Reading passage –
Professor Encarnación then introduced a composition of his entitled “Ethics,” which was a juxtaposing tune that began with a sweet, waltz-like feel and then broke into a funk, almost hip-hop groove with a melody moving between each style and filled with complex harmonic moves.

The Quartet then played another tune by Professor Urness, called “No Words,” a modern jazz style with hints of gospel harmonies. The tune had a sense of clarity at the beginning, where a clear texture was created from the saxophone playing a smooth, flowing melody in front of the bass and piano’s understated ideas while the drums played simple rhythms on the rims of the drums. During the piano solo, there was a portion in which he repeatedly played one note in the right hand while the other moved through dense harmonies, reminiscent of a choral.

We then heard the fast-paced “Birdlike” by trumpeter Freddie Hubbard, showing off the chops of the four players as they sped through individual solos and then traded ideas back and forth. There were moments when the saxophone momentarily sounded like jazz masters John Coltrane and Chris Potter and the dialogue between the four players was filled with unspoken jokes and jabs at one another, as well as incredibly technical and virtuosic vocabulary.

After an immediate standing ovation, the Quartet came back for an encore, slowing the evening down with a composition by Carrother. It was almost ballad-like, with a singing, reflective melody played on soprano saxophone and a sparse yet interactive rhythm section, capping off the evening of musical intensity and excitement.

The Faculty Jazz Quartet will play next on Tuesday, Jan. 28 at Andy’s Jazz Club & Restaurant in Chicago, a special event for Lawrence alumni, friends and family.

Data shown –
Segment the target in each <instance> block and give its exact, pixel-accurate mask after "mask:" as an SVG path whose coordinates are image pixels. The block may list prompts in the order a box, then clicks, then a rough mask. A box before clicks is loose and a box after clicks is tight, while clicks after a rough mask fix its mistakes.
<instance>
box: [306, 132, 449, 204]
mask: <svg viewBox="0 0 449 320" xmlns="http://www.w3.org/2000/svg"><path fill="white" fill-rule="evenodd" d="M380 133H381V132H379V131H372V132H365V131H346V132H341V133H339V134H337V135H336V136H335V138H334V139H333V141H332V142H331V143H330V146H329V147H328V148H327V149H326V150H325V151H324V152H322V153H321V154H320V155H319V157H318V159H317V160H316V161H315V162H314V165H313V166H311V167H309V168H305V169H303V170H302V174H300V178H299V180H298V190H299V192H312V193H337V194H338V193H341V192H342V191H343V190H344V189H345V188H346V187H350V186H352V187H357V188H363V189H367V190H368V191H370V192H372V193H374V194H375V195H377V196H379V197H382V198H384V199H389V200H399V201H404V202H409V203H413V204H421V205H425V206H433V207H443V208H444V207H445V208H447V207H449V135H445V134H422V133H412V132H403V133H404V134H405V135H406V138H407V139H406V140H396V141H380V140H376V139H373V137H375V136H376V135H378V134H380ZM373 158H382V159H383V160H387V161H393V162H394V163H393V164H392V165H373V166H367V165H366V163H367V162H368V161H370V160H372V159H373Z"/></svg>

Problems to work on –
1) In the concert review, which instrument played the melody of the encore composition by Carrother?
2) How would you render this sentence from the concert review in Spanish: "After an immediate standing ovation, the Quartet came back for an encore, slowing the evening down with a composition by Carrother."?

Answers to the problems –
1) Soprano saxophone.

2) Tras una inmediata ovación de pie, el Cuarteto volvió para un bis y bajó el ritmo de la velada con una composición de Carrother.